• [Required task] Starting with the line that holds "TARGET = dark ponytail", copy out each remaining line of the listing below, up to and including the last one, and include nothing else.

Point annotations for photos

^^^^^^^^

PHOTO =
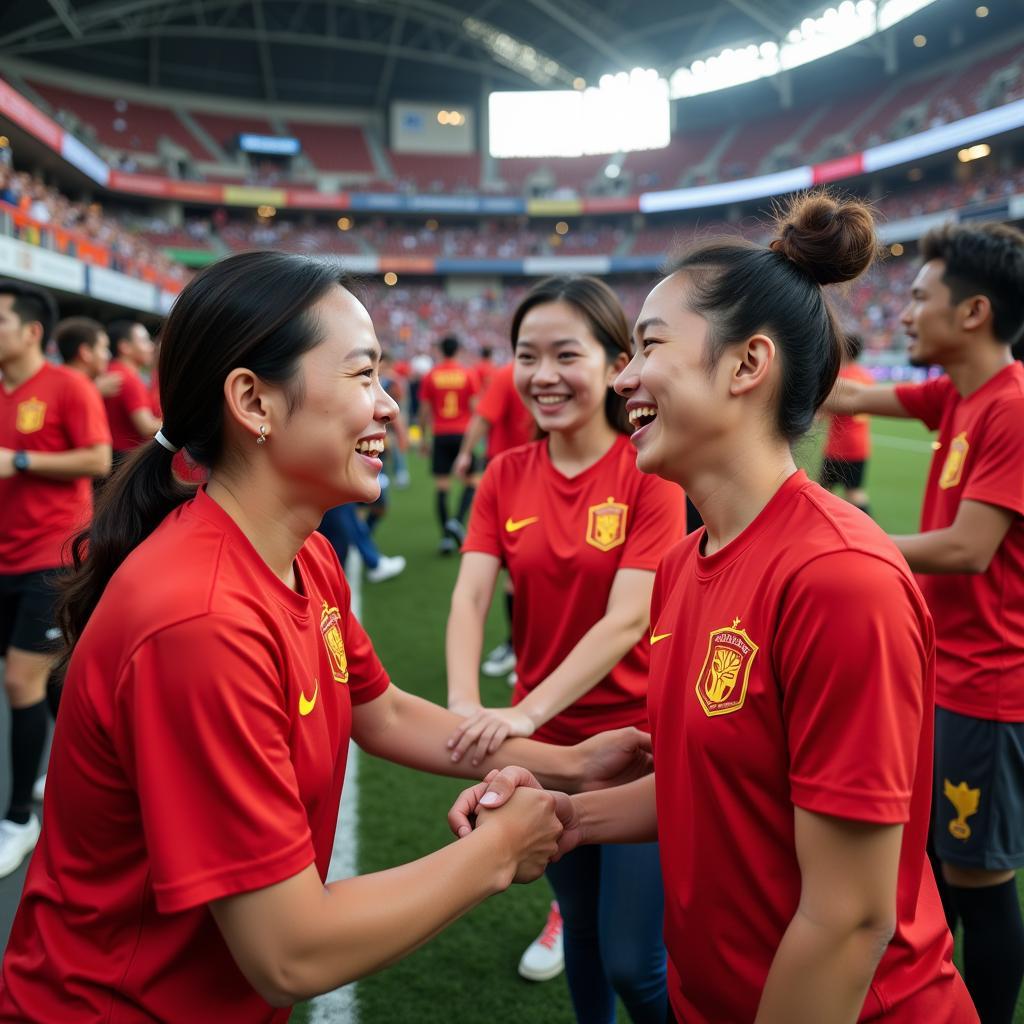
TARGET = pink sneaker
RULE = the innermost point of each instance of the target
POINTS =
(544, 958)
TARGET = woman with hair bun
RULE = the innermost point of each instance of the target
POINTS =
(216, 675)
(792, 676)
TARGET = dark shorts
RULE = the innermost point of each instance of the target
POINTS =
(978, 803)
(445, 451)
(841, 472)
(28, 612)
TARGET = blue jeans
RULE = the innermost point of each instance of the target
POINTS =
(342, 526)
(612, 907)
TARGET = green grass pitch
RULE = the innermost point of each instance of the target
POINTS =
(467, 974)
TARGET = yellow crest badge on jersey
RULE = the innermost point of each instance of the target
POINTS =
(335, 643)
(966, 801)
(31, 416)
(606, 524)
(722, 683)
(953, 468)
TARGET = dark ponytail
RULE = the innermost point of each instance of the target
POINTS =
(741, 289)
(253, 310)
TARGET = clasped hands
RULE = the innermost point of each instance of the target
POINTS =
(542, 825)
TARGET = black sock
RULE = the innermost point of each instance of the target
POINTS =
(442, 510)
(509, 605)
(28, 738)
(54, 687)
(465, 502)
(993, 948)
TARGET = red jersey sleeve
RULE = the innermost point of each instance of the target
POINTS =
(997, 474)
(658, 522)
(852, 656)
(133, 393)
(84, 415)
(926, 401)
(201, 722)
(484, 526)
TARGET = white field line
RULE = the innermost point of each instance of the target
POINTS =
(904, 443)
(339, 1007)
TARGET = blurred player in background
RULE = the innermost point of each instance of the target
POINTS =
(966, 311)
(504, 419)
(446, 394)
(848, 445)
(53, 439)
(130, 410)
(581, 531)
(84, 346)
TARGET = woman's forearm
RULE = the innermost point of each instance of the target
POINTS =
(820, 974)
(621, 814)
(596, 653)
(463, 646)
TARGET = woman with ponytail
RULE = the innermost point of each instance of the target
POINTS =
(792, 674)
(216, 675)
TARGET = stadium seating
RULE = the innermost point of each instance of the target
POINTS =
(122, 125)
(334, 147)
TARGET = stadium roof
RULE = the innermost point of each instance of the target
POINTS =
(365, 52)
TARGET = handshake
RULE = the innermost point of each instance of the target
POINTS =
(529, 825)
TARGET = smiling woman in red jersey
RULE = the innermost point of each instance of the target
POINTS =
(216, 675)
(581, 531)
(792, 676)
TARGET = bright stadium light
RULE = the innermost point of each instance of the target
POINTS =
(626, 112)
(814, 38)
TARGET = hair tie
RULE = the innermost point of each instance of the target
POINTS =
(164, 442)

^^^^^^^^

• [Full solution]
TARGET = dark ponytail
RULE = the innermost point of each instance of the target
POINTS =
(741, 289)
(253, 310)
TARGET = clasped hands
RULE = the innermost point of each instance of the target
POINTS =
(542, 825)
TARGET = black sock
RULE = the innermost point of each instance of the target
POINTS =
(442, 510)
(509, 605)
(28, 738)
(54, 687)
(465, 502)
(993, 948)
TARGET = red jersey sleeve
RULE = the innermost point of each instance of the target
POINTS =
(997, 474)
(658, 522)
(852, 656)
(133, 393)
(84, 415)
(926, 401)
(201, 722)
(484, 526)
TARGET = white field line
RULE = the innermost point of each instance of the target
POINTS =
(904, 443)
(339, 1007)
TARGET = blurred player in background
RULE = the innermost point of each instance of the target
POINTS =
(966, 311)
(504, 419)
(446, 394)
(848, 445)
(53, 439)
(130, 410)
(581, 531)
(84, 346)
TARGET = woman's forearm
RULE = the innermost point of each instance of the target
POINTS =
(820, 974)
(621, 814)
(596, 653)
(463, 646)
TARGET = woman with ponytail
RULE = the innermost point of each instance of the target
POINTS =
(792, 674)
(216, 675)
TARGET = stadium seating
RULE = the innermost point of each instance of the target
POINTS =
(122, 125)
(334, 147)
TARGET = stadium roof
RULE = the innermost point of each instance of the target
POINTS =
(365, 52)
TARGET = handshake
RULE = the innermost point of each instance of the target
POINTS =
(529, 825)
TARGET = smiling woman in red jersey
RULE = the innermost point of each instance of the target
POINTS =
(216, 675)
(581, 531)
(792, 676)
TARGET = bright stadium light
RULE = the innermost point of each instance of the target
POINTS =
(626, 112)
(814, 38)
TARGET = hair tie
RULE = the innermost point of each instance of the target
POINTS =
(164, 442)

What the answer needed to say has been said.